Required task a
Decide whether each statement below, marked (i), (ii) and (iii), agrees with the passage about a student's death. For each, answer yes or no and quote the words of the passage that settle it.
(i) The student died after a week of fighting.
(ii) The student leaves behind three young kids.
(iii) The writer grew up in a small town.

Excerpted text
## start
Violence is not a new thing to me. I grew up in a big city, with increasing gang violence, and where murders and deaths are expected. I can't tell you how many times I've heard of a death on the news and then shrugged it off and went on with my life. Because it didn't effect my life. When I picture this same situation happening at SFU I feel the response would have been the same. It would have impacted those who knew him and everyone else would have walked away unchanged.
We didn't get a miracle. The student unfortunately died last night after a week of fighting. He leaves behind parents, a fiancee, and two young kids. There will be fallout from his death. Somewhere there is another kid who now has to live with the knowledge that he killed someone. There are two kids who will grow up not knowing their father. And who knows what will happen at Tabor. We prayed for a miracle and God answered with a "no".
## end
Exercise data
## start
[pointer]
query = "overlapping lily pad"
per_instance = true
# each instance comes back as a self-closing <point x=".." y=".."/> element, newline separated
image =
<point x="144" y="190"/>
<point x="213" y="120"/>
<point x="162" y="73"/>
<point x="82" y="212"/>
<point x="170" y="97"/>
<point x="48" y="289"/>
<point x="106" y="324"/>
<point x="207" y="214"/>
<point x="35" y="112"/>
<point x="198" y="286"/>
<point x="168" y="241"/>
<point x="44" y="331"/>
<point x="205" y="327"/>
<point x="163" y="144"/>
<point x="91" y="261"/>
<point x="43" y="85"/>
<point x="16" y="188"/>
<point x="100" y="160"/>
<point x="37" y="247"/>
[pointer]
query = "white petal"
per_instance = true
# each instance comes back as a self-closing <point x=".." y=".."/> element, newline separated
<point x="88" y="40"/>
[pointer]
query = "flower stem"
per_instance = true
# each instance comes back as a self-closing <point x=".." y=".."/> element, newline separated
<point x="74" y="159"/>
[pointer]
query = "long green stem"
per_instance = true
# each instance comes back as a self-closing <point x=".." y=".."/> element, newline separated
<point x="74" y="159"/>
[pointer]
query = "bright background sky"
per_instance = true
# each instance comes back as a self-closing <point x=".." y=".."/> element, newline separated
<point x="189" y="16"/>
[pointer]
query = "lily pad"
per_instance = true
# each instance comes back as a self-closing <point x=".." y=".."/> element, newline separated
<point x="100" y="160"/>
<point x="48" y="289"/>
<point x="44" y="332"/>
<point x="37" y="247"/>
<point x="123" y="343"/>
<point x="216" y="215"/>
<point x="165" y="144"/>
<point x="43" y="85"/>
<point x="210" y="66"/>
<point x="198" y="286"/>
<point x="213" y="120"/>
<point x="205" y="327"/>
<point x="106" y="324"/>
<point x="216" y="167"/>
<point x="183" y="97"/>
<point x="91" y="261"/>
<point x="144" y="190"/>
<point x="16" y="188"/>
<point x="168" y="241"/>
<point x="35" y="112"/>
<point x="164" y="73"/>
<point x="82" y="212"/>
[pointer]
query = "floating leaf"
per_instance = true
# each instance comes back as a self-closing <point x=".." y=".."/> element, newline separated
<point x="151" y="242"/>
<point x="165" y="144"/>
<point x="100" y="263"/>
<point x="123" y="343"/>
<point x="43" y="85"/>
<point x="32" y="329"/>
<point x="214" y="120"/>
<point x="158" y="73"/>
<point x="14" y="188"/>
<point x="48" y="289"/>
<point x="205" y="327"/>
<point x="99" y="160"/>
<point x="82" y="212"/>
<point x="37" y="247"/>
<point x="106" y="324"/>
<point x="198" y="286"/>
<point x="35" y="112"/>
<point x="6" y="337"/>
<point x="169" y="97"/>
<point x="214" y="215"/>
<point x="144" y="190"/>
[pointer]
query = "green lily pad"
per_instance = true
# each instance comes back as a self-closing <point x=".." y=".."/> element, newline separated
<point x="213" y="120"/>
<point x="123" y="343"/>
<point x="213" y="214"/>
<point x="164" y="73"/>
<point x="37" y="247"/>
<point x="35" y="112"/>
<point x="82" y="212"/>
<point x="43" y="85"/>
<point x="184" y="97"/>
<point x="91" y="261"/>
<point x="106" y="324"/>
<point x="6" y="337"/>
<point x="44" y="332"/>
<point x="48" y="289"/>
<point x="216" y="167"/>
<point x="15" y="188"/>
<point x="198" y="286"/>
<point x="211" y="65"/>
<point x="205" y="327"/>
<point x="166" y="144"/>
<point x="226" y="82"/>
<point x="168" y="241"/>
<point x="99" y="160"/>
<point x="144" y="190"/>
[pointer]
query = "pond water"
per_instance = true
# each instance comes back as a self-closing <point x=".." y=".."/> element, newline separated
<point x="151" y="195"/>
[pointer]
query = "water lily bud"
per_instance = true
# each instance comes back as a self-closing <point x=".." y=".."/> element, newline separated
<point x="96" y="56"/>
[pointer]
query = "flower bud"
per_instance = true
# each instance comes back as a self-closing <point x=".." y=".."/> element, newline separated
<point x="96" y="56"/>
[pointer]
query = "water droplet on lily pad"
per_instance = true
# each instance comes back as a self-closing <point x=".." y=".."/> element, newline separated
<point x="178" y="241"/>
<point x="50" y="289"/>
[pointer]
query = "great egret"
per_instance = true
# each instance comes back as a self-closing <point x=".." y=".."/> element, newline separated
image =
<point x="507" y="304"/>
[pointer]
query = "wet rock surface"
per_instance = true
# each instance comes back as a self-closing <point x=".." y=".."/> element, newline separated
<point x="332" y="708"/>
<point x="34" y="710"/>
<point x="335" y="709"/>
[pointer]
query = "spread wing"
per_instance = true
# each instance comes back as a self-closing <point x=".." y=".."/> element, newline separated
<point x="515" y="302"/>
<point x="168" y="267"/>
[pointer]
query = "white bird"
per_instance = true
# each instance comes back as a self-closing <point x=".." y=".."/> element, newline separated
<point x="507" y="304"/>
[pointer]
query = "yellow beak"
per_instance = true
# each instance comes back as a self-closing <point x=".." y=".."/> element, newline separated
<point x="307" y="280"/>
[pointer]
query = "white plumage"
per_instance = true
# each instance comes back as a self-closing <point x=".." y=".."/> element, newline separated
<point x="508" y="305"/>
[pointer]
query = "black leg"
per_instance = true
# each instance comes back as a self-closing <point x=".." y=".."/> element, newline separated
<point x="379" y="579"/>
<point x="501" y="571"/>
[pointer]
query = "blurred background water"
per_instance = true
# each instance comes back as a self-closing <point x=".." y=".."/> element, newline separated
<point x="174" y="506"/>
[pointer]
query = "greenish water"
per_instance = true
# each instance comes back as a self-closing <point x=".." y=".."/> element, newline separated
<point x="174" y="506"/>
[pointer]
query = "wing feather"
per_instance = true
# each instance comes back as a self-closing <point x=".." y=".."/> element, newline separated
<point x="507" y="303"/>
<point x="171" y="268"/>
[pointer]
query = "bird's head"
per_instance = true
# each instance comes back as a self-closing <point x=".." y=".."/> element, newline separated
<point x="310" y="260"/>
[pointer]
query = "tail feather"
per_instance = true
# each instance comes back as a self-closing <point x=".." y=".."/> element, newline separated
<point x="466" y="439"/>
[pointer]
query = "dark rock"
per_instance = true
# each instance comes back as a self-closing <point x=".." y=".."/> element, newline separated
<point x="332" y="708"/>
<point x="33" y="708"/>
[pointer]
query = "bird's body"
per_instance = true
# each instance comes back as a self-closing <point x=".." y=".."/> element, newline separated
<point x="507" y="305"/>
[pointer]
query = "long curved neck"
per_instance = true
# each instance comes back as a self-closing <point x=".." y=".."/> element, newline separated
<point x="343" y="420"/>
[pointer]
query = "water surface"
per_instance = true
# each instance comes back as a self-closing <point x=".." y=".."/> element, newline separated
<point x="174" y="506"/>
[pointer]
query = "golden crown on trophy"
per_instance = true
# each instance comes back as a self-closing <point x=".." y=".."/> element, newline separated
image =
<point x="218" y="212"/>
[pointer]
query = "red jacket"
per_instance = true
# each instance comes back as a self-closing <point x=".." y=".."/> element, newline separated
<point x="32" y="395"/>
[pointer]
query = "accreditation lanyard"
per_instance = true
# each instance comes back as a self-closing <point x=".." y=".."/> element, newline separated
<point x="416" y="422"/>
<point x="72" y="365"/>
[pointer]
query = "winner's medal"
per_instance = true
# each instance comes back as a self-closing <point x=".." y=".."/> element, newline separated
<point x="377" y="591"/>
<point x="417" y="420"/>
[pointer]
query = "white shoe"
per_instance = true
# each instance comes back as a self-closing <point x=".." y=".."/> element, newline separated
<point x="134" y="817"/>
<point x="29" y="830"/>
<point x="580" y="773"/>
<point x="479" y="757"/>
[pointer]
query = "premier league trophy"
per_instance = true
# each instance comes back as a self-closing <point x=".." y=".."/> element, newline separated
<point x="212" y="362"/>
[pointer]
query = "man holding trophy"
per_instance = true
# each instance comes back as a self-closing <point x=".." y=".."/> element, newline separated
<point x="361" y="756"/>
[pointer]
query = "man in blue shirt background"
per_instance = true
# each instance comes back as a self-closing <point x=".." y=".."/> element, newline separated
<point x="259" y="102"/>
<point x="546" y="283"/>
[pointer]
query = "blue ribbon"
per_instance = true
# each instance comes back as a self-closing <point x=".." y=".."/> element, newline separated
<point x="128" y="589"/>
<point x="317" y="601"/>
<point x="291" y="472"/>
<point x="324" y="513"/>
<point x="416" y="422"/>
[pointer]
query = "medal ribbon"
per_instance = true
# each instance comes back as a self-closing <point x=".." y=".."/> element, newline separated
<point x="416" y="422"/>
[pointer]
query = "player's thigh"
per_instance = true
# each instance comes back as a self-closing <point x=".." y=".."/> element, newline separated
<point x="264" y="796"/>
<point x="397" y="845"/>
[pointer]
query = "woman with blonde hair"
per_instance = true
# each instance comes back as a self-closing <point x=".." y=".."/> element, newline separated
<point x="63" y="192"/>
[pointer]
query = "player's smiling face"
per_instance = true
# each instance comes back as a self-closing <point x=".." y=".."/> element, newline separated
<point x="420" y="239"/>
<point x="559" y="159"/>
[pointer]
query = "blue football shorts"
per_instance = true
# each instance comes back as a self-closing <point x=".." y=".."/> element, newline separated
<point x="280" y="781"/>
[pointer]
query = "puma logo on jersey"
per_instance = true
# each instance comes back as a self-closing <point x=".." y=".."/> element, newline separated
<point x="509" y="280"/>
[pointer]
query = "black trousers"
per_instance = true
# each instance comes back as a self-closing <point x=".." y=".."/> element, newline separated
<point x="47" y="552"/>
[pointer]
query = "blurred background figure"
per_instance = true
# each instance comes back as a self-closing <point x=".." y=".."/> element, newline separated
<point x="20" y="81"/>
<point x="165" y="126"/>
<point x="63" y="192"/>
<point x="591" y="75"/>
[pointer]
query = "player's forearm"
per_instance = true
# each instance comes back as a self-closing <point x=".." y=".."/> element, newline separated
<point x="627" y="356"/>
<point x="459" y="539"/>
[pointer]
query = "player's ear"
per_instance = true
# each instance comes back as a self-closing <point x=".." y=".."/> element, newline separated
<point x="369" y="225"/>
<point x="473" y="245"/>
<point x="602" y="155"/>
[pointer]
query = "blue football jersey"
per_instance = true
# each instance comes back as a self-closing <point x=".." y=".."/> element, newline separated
## end
Required task b
Report how many lines of the rows contain the string "stem". Give only the number.

Correct response a
(i) Yes: "The student unfortunately died last night after a week of fighting."
(ii) No: "He leaves behind parents, a fiancee, and two young kids."
(iii) No: "I grew up in a big city"

Correct response b
2